(Data records)
=-=-=
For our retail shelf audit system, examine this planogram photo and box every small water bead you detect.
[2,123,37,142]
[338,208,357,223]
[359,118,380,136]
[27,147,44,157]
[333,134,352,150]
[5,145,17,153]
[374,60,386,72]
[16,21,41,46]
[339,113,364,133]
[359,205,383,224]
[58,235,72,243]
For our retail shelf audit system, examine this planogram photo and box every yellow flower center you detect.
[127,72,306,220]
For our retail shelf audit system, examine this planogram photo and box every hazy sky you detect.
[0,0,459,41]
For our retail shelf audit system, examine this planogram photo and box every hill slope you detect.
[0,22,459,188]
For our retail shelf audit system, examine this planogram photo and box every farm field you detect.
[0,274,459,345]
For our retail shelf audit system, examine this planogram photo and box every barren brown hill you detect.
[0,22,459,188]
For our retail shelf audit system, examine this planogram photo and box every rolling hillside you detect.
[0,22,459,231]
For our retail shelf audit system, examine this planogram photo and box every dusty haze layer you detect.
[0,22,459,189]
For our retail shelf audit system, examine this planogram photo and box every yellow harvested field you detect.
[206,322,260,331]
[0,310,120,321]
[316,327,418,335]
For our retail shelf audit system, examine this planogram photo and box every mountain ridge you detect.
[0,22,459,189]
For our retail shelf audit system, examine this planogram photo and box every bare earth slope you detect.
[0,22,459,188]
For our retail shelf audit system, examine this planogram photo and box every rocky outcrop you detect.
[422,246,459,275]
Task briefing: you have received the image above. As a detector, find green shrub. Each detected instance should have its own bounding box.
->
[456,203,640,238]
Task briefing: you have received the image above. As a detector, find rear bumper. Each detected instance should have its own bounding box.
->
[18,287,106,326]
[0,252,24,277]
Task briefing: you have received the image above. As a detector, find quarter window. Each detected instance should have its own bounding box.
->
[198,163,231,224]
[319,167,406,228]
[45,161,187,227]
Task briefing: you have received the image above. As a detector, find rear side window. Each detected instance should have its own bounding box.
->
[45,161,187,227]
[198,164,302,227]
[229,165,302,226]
=-=-=
Stated problem :: Recast all of the material above as a two-column CSV with the header row request,answer. Give one row per request, with its text and its full answer each in a single quoted field, and line breaks replaced by spaces.

Task result ::
request,answer
"For our retail shelf audit system, examine this planogram photo and box every small water bead you detect.","[2,123,37,142] [338,208,357,223] [359,118,380,136] [27,147,44,157] [333,134,352,150] [5,145,17,153] [374,60,386,72] [16,21,41,46] [339,113,364,133] [359,205,383,224] [58,235,72,243]"
"For our retail shelf audit system, examine this planogram photo and box every yellow flower center you detect.","[127,72,306,220]"
"For our retail shelf audit system, examine this planogram photo and box every hazy sky you detect.","[0,0,459,41]"
"For our retail shelf audit system, examine this planogram photo and box every hill slope you detect.","[0,22,459,188]"
"For our retail shelf audit system, examine this planogram photo and box every farm field you detect.","[0,274,459,345]"
"For our retail shelf audit system, examine this planogram photo and box every barren brown hill you detect.","[0,22,459,188]"
"For our retail shelf audit system, examine this planogram photo and box every rolling hillside you detect.","[0,22,459,231]"
"For our retail shelf audit system, examine this planogram photo and box every dusty haze layer you detect.","[0,22,459,189]"
"For our retail shelf audit system, examine this planogram photo and box every yellow harvested field you detect.","[206,322,260,331] [0,310,120,321] [316,327,418,335]"
"For our retail shelf audit system, examine this planogram photo and box every mountain ridge you detect.","[0,22,459,189]"
"For our retail shelf audit system, examine this planogram photo and box every bare earth slope you detect.","[0,22,459,188]"
"For our retail shelf audit system, examine this planogram photo and box every rocky outcrop you detect.","[422,246,459,275]"
"Task briefing: you have received the image above. As a detector, find green shrub. Each detected instance should have its own bounding box. ->","[456,203,640,238]"
"Task briefing: you have received the image above. As a detector, find rear bumper. Each detected instance should have its own bounding box. ->","[18,287,106,326] [0,252,24,277]"
"Task briefing: you have received the image above. As a detector, find quarter window. Each detected instance should have its own bounding box. ->","[198,163,231,224] [319,167,406,228] [45,161,187,227]"
"Task briefing: you have received the image above. As a detector, find rear side window. Each detected instance should have its own bounding box. ->","[45,161,187,227] [198,164,302,227] [229,165,302,226]"